■ Dataset rows:
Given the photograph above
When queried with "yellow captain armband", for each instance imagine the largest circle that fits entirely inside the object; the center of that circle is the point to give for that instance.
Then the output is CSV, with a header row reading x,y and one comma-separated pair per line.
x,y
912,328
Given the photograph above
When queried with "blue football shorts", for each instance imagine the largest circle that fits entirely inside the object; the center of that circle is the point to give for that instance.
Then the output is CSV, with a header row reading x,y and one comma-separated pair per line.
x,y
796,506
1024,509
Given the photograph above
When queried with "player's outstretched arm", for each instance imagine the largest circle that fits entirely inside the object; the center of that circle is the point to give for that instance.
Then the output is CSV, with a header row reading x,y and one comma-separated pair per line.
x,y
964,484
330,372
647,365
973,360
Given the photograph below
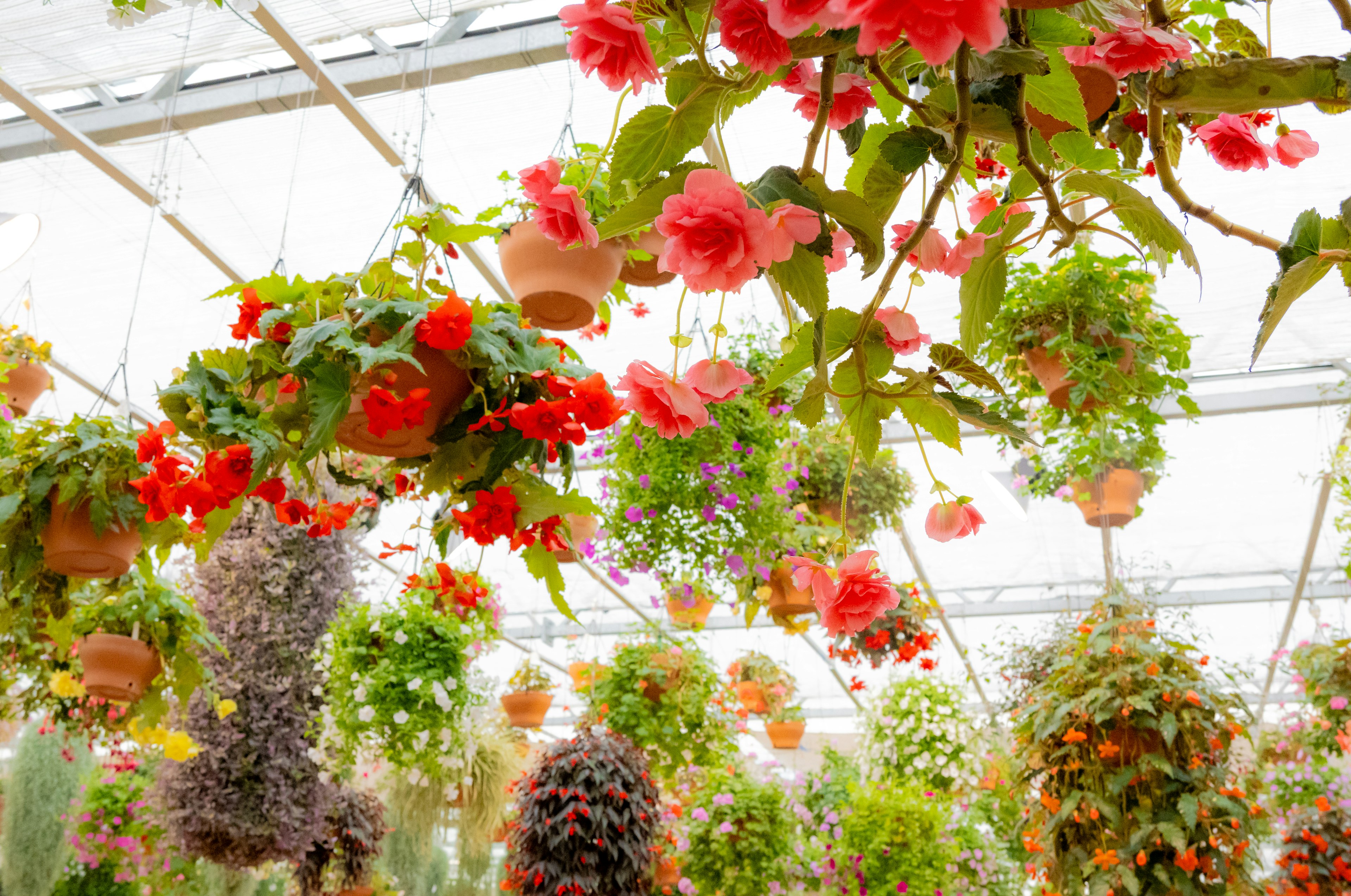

■ Exercise aim:
How many lines in the listing contain the word "center"? Give only the number.

■ Worked solution:
3